/---

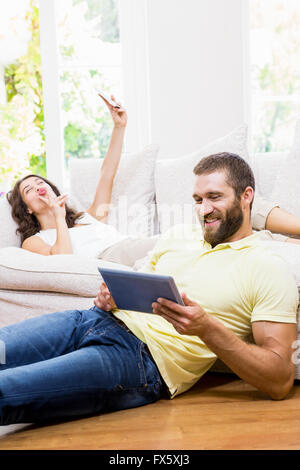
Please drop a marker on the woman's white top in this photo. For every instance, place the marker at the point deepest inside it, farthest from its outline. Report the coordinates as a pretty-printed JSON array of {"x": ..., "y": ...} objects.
[{"x": 88, "y": 240}]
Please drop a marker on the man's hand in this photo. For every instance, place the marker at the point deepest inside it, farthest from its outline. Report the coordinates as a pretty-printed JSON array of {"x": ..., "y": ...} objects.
[
  {"x": 104, "y": 300},
  {"x": 187, "y": 320}
]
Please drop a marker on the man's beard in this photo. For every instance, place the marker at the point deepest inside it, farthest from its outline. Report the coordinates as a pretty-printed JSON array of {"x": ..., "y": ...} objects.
[{"x": 229, "y": 224}]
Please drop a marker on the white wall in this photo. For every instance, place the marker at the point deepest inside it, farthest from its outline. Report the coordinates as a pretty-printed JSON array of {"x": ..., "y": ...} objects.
[{"x": 189, "y": 56}]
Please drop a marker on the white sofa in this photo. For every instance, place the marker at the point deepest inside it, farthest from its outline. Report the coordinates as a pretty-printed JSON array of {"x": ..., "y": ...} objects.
[{"x": 154, "y": 194}]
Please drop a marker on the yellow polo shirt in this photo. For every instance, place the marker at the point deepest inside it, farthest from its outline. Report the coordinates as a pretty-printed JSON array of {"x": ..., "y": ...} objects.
[{"x": 238, "y": 283}]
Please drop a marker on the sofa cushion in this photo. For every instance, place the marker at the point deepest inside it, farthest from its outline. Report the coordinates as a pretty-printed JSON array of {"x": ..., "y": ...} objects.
[
  {"x": 8, "y": 226},
  {"x": 132, "y": 209},
  {"x": 174, "y": 178},
  {"x": 290, "y": 252},
  {"x": 69, "y": 274}
]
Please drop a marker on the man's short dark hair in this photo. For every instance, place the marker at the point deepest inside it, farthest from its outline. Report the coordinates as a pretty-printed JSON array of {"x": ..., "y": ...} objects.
[{"x": 239, "y": 173}]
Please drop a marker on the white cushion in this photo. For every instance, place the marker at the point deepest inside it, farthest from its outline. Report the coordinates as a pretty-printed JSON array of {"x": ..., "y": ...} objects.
[
  {"x": 132, "y": 209},
  {"x": 8, "y": 226},
  {"x": 286, "y": 190},
  {"x": 70, "y": 274},
  {"x": 174, "y": 178}
]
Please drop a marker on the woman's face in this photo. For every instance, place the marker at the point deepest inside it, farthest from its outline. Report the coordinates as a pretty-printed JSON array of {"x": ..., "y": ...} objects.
[{"x": 29, "y": 191}]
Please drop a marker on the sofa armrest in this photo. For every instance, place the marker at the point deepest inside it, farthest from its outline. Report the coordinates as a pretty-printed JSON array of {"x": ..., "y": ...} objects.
[{"x": 70, "y": 274}]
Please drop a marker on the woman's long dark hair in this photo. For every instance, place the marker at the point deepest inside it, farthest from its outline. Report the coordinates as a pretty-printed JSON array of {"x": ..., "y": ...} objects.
[{"x": 28, "y": 224}]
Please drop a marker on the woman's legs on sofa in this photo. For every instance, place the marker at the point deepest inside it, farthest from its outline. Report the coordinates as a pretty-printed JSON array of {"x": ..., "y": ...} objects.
[
  {"x": 280, "y": 221},
  {"x": 98, "y": 367},
  {"x": 129, "y": 251}
]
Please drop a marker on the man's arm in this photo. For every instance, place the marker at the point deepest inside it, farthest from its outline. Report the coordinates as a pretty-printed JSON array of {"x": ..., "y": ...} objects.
[{"x": 267, "y": 365}]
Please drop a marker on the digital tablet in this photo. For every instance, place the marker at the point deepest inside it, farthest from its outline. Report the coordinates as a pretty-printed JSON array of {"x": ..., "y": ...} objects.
[{"x": 137, "y": 291}]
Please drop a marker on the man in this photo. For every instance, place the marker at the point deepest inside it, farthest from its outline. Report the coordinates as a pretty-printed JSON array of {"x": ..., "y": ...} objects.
[{"x": 81, "y": 362}]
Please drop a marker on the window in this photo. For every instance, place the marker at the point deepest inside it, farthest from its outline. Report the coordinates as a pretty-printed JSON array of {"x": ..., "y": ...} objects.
[
  {"x": 87, "y": 58},
  {"x": 22, "y": 140},
  {"x": 275, "y": 73}
]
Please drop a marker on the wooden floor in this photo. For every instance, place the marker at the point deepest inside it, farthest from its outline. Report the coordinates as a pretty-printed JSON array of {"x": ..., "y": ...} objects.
[{"x": 220, "y": 412}]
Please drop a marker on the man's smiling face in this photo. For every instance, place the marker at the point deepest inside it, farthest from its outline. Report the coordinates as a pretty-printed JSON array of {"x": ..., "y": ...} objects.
[{"x": 218, "y": 207}]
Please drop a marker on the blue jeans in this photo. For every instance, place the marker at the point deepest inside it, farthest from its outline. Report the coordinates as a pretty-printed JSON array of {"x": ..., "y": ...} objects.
[{"x": 73, "y": 363}]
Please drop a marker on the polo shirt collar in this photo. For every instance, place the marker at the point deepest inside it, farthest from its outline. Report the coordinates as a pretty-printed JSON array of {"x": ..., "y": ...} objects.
[{"x": 236, "y": 245}]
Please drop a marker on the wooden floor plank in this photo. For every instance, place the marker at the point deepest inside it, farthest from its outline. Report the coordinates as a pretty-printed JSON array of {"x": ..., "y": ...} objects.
[{"x": 220, "y": 412}]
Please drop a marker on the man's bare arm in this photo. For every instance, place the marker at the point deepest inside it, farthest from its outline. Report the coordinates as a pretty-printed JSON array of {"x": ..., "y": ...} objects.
[{"x": 267, "y": 365}]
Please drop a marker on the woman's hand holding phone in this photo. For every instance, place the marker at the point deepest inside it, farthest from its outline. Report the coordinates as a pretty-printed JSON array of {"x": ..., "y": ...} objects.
[{"x": 118, "y": 113}]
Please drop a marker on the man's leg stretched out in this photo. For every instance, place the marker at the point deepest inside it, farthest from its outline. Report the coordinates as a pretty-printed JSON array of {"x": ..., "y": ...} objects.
[{"x": 71, "y": 364}]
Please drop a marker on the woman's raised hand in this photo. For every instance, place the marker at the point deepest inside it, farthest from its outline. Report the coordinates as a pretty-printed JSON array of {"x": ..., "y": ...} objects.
[
  {"x": 57, "y": 204},
  {"x": 118, "y": 115}
]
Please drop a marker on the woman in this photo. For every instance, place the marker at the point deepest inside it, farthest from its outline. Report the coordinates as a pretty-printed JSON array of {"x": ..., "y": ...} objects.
[{"x": 49, "y": 227}]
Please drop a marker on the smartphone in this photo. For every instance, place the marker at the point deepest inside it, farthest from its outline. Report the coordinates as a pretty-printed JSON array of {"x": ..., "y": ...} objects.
[{"x": 109, "y": 100}]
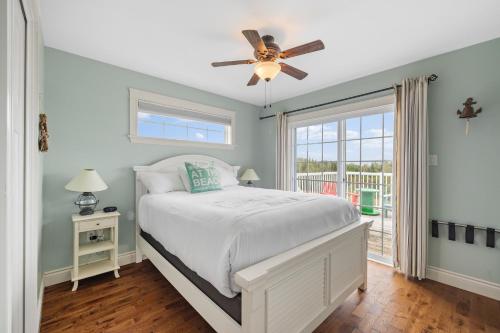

\---

# To be done
Locate each line of the rows above that contains the string "face" and copy those lines out in full.

# Solution to the exercise
Please drop a marker on the woman's face in this photo. For every instance, place the marker at the point deepest inside it, farthest from its outline. Report the coordinates as a pretty-printed JSON array of {"x": ..., "y": ...} objects.
Please drop a marker on the man's smiling face in this photo. For every instance, place the marker at the point deepest inside it, farthest from its outline. Report the coordinates as a pretty-printed JSON array of {"x": ..., "y": ...} objects.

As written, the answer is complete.